▸ Records shown:
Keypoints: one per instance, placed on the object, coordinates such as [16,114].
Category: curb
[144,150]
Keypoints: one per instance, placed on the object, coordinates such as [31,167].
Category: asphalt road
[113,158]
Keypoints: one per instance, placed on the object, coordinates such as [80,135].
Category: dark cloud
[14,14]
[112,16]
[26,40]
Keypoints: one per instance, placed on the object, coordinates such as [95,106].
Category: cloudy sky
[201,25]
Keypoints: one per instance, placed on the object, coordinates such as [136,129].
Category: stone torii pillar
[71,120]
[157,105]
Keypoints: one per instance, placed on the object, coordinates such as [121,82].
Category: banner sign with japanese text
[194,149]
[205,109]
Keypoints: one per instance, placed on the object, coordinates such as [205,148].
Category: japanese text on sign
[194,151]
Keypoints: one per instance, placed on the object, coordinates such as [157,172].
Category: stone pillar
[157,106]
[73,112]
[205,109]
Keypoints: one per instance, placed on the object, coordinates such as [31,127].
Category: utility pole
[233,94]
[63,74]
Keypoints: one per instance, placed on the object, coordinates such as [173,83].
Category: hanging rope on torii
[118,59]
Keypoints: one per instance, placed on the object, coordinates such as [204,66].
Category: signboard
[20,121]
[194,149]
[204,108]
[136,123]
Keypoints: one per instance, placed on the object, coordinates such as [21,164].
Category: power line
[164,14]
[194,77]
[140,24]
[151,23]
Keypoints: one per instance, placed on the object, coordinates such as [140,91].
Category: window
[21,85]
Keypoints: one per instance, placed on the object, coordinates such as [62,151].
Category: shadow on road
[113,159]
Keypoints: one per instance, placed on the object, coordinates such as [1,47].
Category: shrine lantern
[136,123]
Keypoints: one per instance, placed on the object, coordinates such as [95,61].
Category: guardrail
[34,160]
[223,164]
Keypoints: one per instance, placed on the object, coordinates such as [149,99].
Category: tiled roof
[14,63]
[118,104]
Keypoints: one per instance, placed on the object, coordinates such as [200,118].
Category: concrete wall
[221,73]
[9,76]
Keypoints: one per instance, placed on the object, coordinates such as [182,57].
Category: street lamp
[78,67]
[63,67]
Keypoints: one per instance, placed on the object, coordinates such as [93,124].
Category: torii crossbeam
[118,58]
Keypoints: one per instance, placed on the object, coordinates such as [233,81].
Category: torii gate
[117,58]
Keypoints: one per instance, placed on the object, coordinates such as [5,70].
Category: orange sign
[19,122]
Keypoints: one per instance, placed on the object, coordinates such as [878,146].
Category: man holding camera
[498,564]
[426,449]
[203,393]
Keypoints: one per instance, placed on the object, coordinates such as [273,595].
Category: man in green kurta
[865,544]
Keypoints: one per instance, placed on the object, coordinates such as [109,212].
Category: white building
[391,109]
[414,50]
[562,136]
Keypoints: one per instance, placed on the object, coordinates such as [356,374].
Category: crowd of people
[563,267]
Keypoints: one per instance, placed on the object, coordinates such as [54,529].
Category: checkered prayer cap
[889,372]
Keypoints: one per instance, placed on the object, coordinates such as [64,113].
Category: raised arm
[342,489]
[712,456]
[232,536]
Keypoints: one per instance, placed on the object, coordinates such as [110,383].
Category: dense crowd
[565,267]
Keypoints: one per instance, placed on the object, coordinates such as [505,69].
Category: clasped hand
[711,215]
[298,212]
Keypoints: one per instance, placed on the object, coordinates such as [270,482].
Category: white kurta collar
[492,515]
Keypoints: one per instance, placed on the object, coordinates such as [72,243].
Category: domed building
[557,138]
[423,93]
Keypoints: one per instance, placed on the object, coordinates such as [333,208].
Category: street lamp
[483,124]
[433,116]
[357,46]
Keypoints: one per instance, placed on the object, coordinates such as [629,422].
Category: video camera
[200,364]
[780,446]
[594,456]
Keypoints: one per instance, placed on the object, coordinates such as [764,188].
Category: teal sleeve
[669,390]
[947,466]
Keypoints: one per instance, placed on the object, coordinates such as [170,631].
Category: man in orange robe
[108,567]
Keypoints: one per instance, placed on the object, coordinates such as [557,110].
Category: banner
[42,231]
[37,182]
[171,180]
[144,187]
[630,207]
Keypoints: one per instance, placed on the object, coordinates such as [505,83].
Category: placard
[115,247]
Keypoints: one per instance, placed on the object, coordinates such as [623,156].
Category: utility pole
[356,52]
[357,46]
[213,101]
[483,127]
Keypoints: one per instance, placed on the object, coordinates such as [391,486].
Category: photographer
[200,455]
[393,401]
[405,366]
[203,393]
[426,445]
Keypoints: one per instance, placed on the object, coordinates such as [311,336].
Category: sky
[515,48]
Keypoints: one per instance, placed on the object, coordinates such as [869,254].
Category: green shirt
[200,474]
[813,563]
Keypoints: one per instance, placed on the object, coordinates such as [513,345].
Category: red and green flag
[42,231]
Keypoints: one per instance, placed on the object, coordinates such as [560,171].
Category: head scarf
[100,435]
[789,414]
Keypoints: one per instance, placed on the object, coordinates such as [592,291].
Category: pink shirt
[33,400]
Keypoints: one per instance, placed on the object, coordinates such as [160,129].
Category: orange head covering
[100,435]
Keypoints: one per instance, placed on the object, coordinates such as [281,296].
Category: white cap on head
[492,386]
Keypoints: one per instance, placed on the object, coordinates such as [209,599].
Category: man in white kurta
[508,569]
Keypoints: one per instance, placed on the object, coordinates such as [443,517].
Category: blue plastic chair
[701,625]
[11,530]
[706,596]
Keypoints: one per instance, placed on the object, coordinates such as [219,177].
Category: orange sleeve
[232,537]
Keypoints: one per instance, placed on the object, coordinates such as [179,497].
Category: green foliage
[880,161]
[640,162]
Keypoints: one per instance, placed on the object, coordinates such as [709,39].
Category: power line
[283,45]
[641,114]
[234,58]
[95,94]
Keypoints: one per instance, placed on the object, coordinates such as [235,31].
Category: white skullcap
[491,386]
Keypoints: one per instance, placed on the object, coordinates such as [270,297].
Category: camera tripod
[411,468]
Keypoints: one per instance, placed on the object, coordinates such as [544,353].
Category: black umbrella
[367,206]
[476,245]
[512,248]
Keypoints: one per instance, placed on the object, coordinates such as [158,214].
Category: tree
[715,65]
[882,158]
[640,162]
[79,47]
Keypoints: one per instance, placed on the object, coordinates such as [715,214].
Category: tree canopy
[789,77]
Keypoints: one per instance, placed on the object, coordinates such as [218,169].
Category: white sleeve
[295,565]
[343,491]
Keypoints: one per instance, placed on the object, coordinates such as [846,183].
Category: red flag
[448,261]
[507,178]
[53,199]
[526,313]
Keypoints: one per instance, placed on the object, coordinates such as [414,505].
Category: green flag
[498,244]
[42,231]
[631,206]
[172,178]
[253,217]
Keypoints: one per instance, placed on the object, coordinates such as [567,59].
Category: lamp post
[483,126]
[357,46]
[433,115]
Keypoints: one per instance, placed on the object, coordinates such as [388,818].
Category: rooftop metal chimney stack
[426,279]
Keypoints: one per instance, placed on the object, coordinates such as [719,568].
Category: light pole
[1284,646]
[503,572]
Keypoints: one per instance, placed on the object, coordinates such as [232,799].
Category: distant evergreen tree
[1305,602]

▸ About this exercise:
Going back over the entries above, copy word for word every line from the one that has "Category: blue plastic chair" on through the one that has "such as [388,818].".

▸ Your solution:
Category: blue plastic chair
[701,625]
[11,530]
[706,596]
Keypoints: one per instance, placed on the object, coordinates such as [219,177].
Category: orange sleeve
[232,537]
Keypoints: one per instance, placed on the object, coordinates such as [179,497].
Category: green foliage
[880,161]
[640,162]
Keypoints: one per instance, placed on the object, coordinates such as [709,39].
Category: power line
[283,45]
[641,114]
[234,58]
[95,94]
Keypoints: one per instance, placed on the object, coordinates such as [235,31].
Category: white skullcap
[491,386]
Keypoints: one per instance, placed on the object, coordinates such as [270,297].
Category: camera tripod
[411,468]
Keypoints: one per instance, placed on the object, coordinates such as [544,353].
Category: black umbrella
[367,206]
[476,245]
[512,248]
Keypoints: one per instance, placed on the object, coordinates such as [158,214].
Category: tree
[715,65]
[882,158]
[640,162]
[79,47]
Keypoints: one per instance, placed on the object, coordinates such as [715,214].
Category: tree canopy
[789,77]
Keypoints: one per instance, placed on the object, coordinates such as [218,169].
Category: white sleeve
[295,565]
[343,491]
Keypoints: one per instance, placed on the object, coordinates such as [846,183].
Category: red flag
[448,261]
[507,178]
[53,199]
[526,313]
Keypoints: one per instance, placed on the object, coordinates such as [414,505].
Category: green flag
[498,244]
[42,231]
[631,206]
[172,178]
[253,217]
Keypoints: one per instance, placed on the object, coordinates such as [567,59].
Category: lamp post
[483,126]
[357,46]
[433,115]
Keypoints: one per instance, placed on the object, coordinates such as [388,818].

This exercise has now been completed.